++++ Selected passage ++++
This year I was working at the Carl Fischer booth and my editor, Larry Clark and I were recounting our early influences. I mentioned Bob Longfield and that he and I had lost touch. Larry looked at me and said, "Well, he's still in Miami isn't he?" I was taken aback, mumbled something about trying to contact him again. Larry said, "Well, why don't you just go talk to him? I saw him at the Hal Leonard booth this morning (about 20 feet away). So I did. If you've never told a teacher of yours how they changed your life I recommend it quite highly.

In the arts we work closely with teachers for long periods of time, one-on-one, as apprentices more than as students in the classroom. These relationships become very intense. Composers can trace their lineage from one composer to the next, student to teacher, back two or three hundred years. It's a fun game to play, and one I've done with most of my composition teachers.

I sat down the other day and traced my lineage as a composer through Robert Longfield: Terry studied with Longfield, who studied with Bilik, etc…at the fifth generation I hit Bela Bartok one of the most famous composers of the 20th century…very cool. But going on, this trail, instead of disappearing as usually happens, started cascading through famous names…the great pianist and composer Franz Liszt, Carl Czerny, Ludwig van Beethoven, and finally to Beethoven's most famous teacher…Joseph Haydn, who was plucked from obscurity and poverty by a chance meeting with a minor teacher in a small village on the Hungarian border.

Flattering isn't it? Of course, this isn't the whole truth. We are not our teachers—their accomplishments are not ours to claim. We are also not the only students of these teachers, a teacher teaches hundreds and the influence doesn't just go forward linearly, but sideways, and not only in the subjects we teach, but in the processes and in the approaches we use to discipline our minds. Our influence spreads like crabgrass and forms networks, pops up in a hundred places, so ideas ascend through the generations and those influences create a web of thought, and writings, works, legends.
++++ Data provided ++++
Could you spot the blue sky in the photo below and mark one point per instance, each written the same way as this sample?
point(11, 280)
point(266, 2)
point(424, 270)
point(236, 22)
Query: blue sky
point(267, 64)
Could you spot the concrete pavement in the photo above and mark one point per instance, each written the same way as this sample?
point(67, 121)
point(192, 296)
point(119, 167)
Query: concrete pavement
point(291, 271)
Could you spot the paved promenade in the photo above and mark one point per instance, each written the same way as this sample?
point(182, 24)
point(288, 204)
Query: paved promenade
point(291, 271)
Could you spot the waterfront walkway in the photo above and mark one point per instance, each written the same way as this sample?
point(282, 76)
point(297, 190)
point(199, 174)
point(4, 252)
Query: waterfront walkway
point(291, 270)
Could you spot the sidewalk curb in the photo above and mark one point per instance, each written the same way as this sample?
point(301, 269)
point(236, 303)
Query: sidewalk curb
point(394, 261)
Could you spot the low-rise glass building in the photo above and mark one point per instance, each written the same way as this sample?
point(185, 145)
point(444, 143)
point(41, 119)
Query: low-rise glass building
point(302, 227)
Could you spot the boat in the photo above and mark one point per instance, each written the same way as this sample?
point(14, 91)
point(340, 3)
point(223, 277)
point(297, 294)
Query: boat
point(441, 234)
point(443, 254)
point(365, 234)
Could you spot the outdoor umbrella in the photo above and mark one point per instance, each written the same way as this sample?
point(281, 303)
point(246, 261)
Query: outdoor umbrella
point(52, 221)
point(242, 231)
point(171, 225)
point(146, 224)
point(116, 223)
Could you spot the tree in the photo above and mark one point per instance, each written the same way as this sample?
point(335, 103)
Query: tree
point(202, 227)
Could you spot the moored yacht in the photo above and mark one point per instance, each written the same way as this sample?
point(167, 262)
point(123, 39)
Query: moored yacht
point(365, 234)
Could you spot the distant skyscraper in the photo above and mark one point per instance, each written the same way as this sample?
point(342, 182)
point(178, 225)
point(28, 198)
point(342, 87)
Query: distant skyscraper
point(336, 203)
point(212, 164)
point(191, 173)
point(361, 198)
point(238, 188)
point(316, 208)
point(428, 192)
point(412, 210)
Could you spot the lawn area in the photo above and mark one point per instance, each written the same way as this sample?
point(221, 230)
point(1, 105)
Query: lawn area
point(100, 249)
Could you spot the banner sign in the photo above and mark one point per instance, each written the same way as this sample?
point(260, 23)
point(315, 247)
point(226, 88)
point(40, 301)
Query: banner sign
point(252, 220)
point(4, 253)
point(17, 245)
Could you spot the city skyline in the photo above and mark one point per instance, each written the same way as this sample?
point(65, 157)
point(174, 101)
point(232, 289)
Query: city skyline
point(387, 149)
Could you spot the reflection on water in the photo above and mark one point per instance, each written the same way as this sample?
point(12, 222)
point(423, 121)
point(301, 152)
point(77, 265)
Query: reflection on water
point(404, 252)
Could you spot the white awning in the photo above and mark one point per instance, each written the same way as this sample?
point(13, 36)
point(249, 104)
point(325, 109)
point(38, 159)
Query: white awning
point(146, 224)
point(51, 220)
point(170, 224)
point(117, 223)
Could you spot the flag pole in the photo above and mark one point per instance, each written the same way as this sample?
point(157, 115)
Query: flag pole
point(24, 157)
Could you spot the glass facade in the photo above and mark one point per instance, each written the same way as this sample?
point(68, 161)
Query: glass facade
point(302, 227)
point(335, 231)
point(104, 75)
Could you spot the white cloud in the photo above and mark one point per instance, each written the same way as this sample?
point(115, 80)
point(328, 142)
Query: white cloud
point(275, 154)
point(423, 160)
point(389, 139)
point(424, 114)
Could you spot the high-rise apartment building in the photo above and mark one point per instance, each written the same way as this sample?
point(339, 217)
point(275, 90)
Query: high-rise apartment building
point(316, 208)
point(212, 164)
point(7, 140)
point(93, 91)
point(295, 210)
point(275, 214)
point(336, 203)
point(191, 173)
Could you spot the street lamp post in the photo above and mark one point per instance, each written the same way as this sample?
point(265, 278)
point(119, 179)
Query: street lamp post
++++
• _Work instructions_:
1 - Answer these questions from the passage on composer lineage, each on its own line:
(a) Where did Larry say he had seen Bob Longfield that morning?
(b) How far back can composers trace their lineage from student to teacher?
(c) At which generation does Bela Bartok appear in the traced lineage?
2 - In the passage on composer lineage, turn the paragraph beginning "In the arts we work closely with teachers" into a short bulleted list that keeps its main facts.
3 - Render this sentence from the passage on composer lineage in Spanish: "Composers can trace their lineage from one composer to the next, student to teacher, back two or three hundred years."

• _Results of the tasks_:
1 -
(a) At the Hal Leonard booth, about 20 feet away.
(b) Two or three hundred years.
(c) The fifth generation.

2 -
- In the arts, students work closely with teachers one-on-one for long periods, more as apprentices than as classroom students.
- These relationships become very intense.
- Composers can trace their lineage from student to teacher back two or three hundred years.
- Tracing this lineage is a fun game, one the writer has played with most of the writer's composition teachers.

3 - Los compositores pueden rastrear su linaje de un compositor al siguiente, de alumno a maestro, hasta doscientos o trescientos años atrás.